Exercise instructions: Repeat the data below word for word, starting at the line that contains "Where can you see the young" and stopping after the line that contains "column 269, row 35".
((
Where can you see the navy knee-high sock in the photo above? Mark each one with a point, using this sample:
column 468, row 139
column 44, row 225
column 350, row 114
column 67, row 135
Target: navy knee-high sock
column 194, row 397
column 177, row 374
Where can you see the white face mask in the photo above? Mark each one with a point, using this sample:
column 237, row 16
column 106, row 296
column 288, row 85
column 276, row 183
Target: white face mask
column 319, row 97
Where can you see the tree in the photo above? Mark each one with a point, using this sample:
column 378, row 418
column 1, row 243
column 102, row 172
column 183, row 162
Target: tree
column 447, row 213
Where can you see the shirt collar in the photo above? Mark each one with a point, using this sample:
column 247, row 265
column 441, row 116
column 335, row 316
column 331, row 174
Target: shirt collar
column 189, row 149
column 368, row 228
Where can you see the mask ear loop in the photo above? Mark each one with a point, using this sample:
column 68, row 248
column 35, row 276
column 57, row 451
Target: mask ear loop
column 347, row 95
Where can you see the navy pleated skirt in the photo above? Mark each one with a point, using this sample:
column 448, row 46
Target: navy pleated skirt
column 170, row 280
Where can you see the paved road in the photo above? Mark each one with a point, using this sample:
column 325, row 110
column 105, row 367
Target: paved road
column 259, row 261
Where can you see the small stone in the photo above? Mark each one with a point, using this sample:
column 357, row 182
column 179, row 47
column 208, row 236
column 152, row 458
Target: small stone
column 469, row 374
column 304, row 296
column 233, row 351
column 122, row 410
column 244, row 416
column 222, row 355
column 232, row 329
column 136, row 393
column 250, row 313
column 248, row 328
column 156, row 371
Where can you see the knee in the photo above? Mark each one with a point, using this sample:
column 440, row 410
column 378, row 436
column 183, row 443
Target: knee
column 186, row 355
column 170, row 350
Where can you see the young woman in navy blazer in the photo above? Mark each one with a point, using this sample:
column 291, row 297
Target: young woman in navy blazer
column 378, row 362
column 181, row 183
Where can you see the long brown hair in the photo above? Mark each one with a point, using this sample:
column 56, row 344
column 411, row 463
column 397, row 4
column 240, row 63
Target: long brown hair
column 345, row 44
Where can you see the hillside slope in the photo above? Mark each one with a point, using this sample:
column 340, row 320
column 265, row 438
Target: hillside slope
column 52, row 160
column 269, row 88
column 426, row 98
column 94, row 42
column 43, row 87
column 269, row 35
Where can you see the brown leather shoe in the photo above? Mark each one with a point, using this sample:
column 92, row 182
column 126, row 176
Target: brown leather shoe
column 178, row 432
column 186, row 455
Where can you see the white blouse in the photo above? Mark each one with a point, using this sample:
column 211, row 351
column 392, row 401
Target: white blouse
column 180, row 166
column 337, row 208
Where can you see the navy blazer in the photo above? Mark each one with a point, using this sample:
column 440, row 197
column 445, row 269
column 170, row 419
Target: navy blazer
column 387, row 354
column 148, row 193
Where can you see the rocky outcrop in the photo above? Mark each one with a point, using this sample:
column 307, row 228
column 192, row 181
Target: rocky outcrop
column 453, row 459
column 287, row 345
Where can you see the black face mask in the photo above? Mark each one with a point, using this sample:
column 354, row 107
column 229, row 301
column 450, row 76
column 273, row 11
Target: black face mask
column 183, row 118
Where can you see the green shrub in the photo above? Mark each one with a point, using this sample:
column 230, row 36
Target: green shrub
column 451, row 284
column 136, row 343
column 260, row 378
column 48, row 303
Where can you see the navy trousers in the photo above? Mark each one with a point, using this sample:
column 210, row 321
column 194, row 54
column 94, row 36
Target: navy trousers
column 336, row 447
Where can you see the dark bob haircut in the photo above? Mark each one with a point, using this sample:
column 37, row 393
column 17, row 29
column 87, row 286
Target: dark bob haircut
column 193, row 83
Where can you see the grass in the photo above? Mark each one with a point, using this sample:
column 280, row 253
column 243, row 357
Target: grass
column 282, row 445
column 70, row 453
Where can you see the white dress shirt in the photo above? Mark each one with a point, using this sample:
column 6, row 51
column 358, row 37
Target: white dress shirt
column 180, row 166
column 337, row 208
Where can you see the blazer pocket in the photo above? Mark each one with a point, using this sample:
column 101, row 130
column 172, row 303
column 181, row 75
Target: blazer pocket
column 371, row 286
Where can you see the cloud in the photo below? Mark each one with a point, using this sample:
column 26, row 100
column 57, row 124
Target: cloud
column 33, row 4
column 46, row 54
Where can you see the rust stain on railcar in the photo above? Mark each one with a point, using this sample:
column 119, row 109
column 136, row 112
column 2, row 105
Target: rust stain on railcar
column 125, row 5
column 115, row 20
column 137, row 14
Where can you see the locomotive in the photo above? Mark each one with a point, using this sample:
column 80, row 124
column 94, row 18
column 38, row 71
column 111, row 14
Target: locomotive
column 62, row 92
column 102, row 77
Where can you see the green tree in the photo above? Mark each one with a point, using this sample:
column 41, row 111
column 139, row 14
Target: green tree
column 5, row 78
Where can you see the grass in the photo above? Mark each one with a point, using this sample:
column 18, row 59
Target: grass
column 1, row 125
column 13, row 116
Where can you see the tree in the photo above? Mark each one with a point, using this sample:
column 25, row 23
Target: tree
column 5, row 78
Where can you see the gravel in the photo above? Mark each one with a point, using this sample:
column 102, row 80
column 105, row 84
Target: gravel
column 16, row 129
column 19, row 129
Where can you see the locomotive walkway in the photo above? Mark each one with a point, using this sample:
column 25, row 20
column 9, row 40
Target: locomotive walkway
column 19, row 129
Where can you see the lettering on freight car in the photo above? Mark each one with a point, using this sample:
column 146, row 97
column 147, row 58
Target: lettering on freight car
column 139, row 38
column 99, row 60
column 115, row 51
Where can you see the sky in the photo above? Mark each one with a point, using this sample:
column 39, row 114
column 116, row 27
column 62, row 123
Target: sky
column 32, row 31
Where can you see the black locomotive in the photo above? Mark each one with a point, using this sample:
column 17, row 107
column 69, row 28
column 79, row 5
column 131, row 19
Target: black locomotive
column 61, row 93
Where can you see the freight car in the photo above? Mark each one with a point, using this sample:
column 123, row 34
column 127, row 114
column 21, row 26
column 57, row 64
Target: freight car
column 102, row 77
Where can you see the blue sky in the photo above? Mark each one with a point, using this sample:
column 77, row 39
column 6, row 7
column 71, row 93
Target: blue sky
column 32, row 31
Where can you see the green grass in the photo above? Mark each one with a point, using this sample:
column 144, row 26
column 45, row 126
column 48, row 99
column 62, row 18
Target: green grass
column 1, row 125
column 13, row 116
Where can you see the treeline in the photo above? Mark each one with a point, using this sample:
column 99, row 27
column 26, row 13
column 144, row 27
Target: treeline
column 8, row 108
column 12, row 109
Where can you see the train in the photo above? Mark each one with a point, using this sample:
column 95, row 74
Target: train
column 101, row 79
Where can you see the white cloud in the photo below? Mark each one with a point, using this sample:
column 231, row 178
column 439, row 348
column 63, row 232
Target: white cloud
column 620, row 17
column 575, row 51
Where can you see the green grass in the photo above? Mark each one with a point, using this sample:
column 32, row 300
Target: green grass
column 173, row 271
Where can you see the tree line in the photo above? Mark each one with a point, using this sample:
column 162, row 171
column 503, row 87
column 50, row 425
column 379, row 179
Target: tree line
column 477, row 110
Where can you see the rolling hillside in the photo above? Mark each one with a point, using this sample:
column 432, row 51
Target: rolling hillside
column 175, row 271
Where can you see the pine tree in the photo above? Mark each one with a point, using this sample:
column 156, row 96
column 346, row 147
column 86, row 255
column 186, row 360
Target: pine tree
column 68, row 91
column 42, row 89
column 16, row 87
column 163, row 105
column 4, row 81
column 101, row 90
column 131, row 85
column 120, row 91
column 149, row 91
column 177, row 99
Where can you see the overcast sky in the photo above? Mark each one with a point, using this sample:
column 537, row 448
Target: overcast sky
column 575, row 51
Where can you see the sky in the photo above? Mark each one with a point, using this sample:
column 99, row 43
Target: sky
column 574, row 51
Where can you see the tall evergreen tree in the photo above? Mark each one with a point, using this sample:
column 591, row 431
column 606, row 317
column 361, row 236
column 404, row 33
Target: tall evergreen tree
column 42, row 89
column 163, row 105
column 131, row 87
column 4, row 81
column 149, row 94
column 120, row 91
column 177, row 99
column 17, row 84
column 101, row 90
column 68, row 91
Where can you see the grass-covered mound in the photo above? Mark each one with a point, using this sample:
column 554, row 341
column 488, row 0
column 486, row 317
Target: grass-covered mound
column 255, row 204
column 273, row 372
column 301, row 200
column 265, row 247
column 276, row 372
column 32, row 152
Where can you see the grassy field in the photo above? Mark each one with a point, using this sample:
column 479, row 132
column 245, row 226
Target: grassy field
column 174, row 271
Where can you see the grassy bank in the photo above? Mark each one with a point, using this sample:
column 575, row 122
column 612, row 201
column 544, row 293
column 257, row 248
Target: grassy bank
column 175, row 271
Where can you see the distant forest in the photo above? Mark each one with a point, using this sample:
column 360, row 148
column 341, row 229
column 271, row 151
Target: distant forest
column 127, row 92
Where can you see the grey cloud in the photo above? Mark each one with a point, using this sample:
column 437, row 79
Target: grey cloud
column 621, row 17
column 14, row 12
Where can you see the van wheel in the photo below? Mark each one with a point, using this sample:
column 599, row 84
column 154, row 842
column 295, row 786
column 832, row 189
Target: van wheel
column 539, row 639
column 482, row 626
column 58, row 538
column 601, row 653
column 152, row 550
))
Exercise answer:
Where can you see the young woman in navy blazer in the photo above? Mark each one with a point, using this sample:
column 291, row 297
Target: young woman in navy blazer
column 378, row 362
column 181, row 183
Where can you see the long brown hair in the photo above? Mark each one with a point, using this sample:
column 56, row 344
column 411, row 463
column 397, row 4
column 240, row 63
Target: long brown hair
column 345, row 44
Where can you see the hillside slope in the photo above? Mark each one with a point, using this sample:
column 340, row 320
column 265, row 438
Target: hillside slope
column 52, row 160
column 269, row 88
column 426, row 98
column 94, row 42
column 43, row 87
column 269, row 35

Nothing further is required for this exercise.